WRITTEN EXERCISE —
Beginning with the line where "Spot the grass median" appears, retype every remaining line of the data below, both the first and last included.

╔══

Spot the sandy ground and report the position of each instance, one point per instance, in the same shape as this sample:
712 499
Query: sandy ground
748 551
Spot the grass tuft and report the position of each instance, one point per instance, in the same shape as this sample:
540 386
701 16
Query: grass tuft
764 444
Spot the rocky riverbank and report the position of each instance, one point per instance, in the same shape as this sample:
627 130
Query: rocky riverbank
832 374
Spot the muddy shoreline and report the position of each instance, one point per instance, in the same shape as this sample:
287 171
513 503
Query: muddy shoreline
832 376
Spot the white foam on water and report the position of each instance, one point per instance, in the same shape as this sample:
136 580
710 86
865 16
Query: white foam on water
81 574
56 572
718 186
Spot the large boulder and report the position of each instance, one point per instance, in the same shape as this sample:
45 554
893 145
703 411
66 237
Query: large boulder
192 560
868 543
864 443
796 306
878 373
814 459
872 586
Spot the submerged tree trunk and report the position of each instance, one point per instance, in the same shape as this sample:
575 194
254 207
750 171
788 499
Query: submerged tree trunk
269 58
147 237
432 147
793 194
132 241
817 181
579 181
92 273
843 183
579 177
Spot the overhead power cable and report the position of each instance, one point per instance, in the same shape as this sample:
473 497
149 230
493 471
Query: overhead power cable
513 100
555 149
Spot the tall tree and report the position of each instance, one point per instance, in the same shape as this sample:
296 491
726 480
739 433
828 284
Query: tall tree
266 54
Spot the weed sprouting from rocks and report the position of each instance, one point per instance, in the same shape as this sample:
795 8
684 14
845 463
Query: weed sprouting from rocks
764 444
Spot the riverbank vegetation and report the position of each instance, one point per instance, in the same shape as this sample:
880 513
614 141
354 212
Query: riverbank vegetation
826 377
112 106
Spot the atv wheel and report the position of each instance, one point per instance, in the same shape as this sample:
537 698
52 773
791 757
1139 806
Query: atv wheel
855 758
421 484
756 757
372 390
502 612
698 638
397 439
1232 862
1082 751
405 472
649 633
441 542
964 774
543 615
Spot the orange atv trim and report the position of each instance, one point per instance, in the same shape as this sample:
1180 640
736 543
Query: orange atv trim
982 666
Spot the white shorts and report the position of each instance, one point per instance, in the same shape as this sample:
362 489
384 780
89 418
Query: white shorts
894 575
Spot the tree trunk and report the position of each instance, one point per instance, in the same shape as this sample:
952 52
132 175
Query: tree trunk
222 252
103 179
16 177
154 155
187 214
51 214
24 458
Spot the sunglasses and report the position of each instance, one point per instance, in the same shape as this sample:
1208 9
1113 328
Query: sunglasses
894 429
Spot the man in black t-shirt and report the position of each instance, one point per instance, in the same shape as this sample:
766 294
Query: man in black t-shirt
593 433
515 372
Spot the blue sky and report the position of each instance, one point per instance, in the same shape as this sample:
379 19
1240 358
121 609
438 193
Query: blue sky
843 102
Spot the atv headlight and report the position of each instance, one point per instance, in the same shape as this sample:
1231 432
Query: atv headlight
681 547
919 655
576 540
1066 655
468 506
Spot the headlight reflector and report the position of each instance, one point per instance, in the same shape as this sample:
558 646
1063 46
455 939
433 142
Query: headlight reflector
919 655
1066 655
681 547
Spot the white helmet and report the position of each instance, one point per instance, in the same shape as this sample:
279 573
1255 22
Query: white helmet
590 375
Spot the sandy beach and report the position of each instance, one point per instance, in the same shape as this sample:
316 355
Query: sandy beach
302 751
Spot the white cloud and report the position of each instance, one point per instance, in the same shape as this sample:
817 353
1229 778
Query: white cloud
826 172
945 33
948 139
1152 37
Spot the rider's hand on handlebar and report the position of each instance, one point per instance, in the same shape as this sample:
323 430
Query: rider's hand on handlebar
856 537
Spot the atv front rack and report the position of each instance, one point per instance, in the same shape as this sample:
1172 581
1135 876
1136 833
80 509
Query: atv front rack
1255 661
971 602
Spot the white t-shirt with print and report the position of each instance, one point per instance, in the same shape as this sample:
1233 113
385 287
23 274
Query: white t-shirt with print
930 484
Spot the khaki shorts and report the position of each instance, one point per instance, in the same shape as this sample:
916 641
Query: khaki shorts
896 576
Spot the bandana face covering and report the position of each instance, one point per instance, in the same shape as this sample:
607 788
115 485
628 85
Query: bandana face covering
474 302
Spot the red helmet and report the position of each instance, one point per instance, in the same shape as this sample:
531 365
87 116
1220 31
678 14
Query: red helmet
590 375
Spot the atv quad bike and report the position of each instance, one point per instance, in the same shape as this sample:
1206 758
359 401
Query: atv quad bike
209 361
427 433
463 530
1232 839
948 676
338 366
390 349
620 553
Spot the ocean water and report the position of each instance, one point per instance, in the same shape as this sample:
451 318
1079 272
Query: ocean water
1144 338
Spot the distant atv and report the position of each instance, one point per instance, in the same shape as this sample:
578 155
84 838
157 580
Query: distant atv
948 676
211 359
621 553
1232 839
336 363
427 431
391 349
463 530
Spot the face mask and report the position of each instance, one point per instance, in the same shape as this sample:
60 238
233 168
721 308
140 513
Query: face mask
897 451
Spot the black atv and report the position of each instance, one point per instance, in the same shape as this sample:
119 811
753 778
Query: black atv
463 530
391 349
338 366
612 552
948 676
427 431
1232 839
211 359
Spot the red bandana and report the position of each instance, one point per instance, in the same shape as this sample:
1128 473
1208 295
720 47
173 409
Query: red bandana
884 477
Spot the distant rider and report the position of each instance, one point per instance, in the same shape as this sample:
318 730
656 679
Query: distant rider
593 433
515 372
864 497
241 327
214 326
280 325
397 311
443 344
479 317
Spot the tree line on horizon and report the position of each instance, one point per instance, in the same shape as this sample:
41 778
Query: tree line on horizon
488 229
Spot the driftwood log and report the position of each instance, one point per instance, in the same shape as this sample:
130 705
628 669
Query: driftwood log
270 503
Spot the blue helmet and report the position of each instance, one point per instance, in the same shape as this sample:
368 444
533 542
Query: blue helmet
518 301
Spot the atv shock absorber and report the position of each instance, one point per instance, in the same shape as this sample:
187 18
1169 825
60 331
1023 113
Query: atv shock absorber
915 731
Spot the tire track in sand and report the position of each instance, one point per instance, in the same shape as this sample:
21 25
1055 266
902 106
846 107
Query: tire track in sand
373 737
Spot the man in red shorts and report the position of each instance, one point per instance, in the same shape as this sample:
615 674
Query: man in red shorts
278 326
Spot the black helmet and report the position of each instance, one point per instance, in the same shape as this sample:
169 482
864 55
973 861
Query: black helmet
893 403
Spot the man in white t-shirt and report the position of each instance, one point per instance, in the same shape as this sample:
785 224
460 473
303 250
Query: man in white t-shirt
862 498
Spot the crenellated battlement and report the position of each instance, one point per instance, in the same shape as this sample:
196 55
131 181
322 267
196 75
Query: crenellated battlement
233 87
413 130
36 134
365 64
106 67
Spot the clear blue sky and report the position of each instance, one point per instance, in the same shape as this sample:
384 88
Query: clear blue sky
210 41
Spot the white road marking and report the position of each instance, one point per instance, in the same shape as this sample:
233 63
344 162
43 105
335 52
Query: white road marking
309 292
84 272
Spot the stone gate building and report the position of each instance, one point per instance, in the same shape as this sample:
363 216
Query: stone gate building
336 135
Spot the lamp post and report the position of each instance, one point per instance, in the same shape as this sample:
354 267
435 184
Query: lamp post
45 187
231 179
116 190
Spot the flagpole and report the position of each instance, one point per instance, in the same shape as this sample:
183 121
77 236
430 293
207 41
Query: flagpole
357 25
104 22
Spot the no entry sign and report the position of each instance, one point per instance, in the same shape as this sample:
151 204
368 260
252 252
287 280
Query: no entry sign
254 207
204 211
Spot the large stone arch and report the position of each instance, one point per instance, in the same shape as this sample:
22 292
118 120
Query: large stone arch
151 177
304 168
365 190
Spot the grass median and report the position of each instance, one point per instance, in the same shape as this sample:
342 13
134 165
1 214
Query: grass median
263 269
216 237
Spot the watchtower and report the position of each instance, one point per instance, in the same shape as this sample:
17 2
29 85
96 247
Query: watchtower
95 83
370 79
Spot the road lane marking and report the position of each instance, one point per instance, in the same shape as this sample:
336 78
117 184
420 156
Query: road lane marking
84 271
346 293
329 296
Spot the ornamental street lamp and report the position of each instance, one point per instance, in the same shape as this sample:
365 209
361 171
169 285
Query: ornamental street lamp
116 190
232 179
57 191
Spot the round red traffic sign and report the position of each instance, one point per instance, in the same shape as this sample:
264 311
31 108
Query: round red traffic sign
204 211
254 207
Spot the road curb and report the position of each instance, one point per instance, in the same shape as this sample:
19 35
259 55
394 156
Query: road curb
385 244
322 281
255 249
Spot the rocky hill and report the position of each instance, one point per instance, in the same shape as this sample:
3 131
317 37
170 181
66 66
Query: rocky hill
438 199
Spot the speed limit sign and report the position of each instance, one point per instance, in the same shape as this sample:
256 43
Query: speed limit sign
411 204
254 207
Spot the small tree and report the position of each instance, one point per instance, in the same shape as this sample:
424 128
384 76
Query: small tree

╚══

REPLY TO THE TASK —
Spot the grass median and report the position of each instance, one point per instance, in the same shape as this sample:
342 13
134 165
1 214
Query: grass median
263 269
216 237
Spot the watchtower and report the position of each instance, one point per instance, in the same shape as this sample:
17 2
29 85
96 247
Query: watchtower
95 83
370 79
Spot the road lane marking and report the position of each instance, one point per instance, in the same shape as this sample:
336 78
117 184
420 156
Query: road lane marking
84 271
346 293
329 296
Spot the ornamental street lamp and report the position of each instance, one point per instance, in the same shape as this sample:
365 209
361 171
169 285
Query: ornamental street lamp
116 190
232 179
57 191
Spot the round red traffic sign and report the position of each instance, one point per instance, in the same shape as this sample:
264 311
31 108
Query: round red traffic sign
204 211
254 207
Spot the road curb and report the position of each instance, one point per instance, in the same shape as this sample:
19 35
259 55
394 156
Query: road curb
385 244
322 281
255 249
Spot the rocky hill and report the position of each instance, one point per instance, in the same shape as this sample:
3 131
317 37
170 181
66 66
Query: rocky hill
438 199
Spot the speed limit sign and report the position of each instance, one point per instance, in the same shape as this sample:
256 43
Query: speed limit sign
411 204
254 207
Spot the small tree and report the position of each instance, one point per instance, in the same shape as this sample:
424 128
384 76
Query: small tree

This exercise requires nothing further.